Stored entries:
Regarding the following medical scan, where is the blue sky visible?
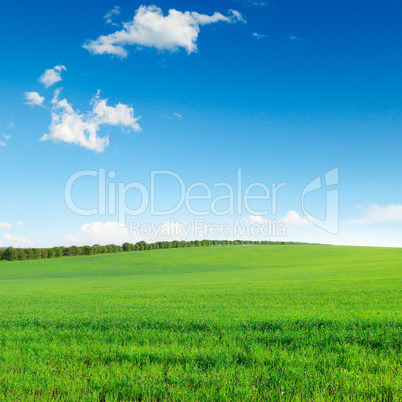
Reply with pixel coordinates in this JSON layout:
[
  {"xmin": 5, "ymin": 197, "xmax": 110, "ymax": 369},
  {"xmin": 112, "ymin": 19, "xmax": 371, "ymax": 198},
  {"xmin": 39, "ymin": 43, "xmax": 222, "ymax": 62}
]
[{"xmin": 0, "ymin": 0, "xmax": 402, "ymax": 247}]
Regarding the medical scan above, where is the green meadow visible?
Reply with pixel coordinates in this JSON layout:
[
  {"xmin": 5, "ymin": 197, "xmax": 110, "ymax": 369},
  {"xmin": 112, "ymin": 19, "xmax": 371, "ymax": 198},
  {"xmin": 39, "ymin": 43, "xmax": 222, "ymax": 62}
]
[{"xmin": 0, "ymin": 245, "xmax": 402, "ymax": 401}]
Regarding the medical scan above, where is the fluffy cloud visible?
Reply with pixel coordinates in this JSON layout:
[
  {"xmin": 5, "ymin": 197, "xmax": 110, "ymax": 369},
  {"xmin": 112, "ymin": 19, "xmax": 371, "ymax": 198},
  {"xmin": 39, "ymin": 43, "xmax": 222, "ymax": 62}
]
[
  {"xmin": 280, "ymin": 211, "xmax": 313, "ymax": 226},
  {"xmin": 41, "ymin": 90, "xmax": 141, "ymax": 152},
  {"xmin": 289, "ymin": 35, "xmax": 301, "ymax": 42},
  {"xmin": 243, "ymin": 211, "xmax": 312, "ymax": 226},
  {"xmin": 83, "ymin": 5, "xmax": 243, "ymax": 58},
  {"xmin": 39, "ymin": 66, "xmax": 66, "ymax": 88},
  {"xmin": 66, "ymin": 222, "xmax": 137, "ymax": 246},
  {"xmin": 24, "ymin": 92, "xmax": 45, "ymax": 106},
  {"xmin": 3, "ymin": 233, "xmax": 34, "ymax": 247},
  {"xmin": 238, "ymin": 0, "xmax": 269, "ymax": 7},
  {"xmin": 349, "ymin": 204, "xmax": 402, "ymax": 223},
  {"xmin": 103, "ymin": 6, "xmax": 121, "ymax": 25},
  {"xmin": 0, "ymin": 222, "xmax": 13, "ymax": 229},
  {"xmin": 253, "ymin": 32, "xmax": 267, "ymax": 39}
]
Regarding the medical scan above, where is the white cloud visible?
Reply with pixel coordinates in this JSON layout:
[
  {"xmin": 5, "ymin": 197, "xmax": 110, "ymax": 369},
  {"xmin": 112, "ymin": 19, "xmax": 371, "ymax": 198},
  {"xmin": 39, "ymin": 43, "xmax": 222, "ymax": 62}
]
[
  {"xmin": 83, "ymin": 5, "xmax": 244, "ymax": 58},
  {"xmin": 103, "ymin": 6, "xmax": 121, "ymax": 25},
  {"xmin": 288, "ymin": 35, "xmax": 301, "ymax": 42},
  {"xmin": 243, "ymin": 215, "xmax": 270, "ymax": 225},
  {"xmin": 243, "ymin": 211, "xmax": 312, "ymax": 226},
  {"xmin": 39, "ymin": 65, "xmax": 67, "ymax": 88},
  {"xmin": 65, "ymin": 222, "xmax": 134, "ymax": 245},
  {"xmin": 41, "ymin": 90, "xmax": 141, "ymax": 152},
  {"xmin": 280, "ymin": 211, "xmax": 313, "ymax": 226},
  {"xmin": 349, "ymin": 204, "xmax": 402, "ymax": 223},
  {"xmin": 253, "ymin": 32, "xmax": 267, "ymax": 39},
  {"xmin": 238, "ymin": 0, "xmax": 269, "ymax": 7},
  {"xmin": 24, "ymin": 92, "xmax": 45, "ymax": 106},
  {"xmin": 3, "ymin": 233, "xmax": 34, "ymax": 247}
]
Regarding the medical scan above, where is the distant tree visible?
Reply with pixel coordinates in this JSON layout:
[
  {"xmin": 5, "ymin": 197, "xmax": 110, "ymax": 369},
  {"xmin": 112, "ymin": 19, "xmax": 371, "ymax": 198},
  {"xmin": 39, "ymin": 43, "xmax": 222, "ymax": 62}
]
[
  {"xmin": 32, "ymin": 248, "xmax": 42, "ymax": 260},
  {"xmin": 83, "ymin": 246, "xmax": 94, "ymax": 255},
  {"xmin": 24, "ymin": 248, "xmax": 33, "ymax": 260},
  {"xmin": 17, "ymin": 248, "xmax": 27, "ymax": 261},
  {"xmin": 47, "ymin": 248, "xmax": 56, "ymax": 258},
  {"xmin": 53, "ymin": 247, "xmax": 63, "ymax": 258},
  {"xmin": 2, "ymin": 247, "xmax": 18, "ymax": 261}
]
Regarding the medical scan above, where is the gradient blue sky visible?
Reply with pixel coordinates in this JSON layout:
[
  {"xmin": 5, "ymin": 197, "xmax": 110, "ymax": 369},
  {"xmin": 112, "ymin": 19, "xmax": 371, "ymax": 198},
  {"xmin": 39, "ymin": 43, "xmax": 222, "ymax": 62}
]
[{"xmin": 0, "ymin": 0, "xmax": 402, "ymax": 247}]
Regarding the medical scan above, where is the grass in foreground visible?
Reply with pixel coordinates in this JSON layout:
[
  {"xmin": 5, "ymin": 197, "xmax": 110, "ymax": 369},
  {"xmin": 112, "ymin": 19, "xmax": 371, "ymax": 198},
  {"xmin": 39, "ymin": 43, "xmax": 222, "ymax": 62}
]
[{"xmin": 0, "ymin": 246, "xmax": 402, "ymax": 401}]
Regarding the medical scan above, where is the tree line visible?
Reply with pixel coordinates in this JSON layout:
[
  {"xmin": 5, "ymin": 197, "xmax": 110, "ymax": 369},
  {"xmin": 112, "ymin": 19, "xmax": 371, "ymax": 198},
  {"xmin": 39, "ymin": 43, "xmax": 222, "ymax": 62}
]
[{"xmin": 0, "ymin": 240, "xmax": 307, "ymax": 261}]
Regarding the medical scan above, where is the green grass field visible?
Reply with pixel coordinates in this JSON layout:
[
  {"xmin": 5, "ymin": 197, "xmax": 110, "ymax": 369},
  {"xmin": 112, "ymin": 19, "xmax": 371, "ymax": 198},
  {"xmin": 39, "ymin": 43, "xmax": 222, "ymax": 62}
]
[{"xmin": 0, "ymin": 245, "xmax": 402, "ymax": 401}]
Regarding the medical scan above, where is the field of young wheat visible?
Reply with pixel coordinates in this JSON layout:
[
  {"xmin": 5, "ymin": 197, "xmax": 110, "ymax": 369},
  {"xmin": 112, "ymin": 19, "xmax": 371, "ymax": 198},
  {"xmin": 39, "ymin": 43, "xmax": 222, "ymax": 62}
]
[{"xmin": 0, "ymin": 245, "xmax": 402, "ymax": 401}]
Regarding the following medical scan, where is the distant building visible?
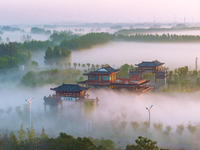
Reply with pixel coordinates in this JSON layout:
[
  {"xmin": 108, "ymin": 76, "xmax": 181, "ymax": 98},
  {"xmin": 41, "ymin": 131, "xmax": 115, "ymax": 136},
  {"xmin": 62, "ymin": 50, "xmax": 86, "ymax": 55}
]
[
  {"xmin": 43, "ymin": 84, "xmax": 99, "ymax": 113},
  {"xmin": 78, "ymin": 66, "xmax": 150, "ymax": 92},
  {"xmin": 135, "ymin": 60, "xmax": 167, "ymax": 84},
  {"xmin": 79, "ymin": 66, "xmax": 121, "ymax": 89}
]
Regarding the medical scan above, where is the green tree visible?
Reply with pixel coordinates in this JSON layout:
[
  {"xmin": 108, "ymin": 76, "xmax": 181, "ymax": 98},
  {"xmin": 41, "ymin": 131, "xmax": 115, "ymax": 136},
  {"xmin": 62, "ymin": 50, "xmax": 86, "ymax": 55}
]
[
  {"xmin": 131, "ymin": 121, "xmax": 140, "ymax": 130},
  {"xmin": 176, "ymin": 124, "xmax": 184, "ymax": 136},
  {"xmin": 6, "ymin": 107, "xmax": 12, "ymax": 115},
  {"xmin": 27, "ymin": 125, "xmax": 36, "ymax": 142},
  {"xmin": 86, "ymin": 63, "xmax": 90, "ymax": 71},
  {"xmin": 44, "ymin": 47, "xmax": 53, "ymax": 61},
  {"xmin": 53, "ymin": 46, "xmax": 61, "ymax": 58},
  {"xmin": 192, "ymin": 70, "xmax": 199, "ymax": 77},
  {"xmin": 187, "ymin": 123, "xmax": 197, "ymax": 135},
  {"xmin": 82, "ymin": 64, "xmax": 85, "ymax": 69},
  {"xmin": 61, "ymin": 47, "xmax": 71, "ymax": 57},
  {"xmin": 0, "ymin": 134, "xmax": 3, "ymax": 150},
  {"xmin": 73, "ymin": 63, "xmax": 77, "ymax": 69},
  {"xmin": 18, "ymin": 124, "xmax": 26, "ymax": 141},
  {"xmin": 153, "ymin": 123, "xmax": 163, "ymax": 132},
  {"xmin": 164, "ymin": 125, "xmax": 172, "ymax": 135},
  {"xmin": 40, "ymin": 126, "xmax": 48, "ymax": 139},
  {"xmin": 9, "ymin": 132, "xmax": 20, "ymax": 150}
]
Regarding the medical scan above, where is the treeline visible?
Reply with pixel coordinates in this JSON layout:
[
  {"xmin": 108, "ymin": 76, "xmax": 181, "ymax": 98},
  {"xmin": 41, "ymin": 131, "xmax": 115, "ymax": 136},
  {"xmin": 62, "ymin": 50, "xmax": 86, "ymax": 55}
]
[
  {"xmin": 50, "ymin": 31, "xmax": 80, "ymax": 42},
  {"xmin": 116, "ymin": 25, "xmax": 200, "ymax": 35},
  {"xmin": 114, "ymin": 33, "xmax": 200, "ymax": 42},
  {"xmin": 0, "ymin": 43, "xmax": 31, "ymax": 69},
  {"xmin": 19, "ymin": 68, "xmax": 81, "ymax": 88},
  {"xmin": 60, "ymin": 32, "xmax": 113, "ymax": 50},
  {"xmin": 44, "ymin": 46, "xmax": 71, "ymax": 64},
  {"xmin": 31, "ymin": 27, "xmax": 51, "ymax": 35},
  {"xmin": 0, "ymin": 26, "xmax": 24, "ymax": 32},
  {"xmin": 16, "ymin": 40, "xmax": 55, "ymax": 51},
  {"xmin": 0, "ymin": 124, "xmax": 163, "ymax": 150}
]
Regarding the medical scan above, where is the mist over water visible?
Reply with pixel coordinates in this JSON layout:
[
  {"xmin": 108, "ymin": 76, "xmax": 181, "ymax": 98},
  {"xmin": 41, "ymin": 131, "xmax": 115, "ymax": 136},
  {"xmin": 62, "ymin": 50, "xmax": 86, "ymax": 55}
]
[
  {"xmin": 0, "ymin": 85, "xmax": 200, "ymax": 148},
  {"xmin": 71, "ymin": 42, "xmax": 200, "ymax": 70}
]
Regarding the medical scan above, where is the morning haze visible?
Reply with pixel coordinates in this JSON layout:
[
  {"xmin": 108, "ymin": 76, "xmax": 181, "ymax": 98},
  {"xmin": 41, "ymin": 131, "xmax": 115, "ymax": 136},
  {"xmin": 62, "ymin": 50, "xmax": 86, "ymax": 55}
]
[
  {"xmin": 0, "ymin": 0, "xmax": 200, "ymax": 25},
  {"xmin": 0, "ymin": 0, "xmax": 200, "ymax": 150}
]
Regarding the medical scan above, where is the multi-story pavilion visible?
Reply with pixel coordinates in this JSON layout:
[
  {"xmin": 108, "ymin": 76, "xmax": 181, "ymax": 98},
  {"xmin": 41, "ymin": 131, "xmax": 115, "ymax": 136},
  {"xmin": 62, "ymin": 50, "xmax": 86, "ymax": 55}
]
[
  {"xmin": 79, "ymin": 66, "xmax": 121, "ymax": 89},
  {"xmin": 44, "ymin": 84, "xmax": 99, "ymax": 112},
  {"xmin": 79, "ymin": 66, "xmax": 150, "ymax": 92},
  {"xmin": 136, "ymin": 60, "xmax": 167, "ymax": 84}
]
* * *
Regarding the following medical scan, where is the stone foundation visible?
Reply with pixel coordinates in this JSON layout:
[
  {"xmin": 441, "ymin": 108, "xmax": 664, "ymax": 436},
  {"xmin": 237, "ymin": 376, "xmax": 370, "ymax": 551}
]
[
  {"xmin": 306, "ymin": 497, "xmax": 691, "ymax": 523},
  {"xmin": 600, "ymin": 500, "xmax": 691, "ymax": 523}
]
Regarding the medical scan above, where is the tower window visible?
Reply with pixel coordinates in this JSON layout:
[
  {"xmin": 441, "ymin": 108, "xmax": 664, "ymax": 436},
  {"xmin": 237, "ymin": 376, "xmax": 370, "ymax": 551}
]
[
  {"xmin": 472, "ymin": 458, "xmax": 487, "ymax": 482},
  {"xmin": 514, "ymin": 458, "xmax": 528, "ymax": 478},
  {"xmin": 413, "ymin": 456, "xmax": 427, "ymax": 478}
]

THE TASK: State how many lines of the data above contain the string "distant", treating uppercase and lowercase letters as distinct, and give only that number.

EXERCISE OUTPUT: 2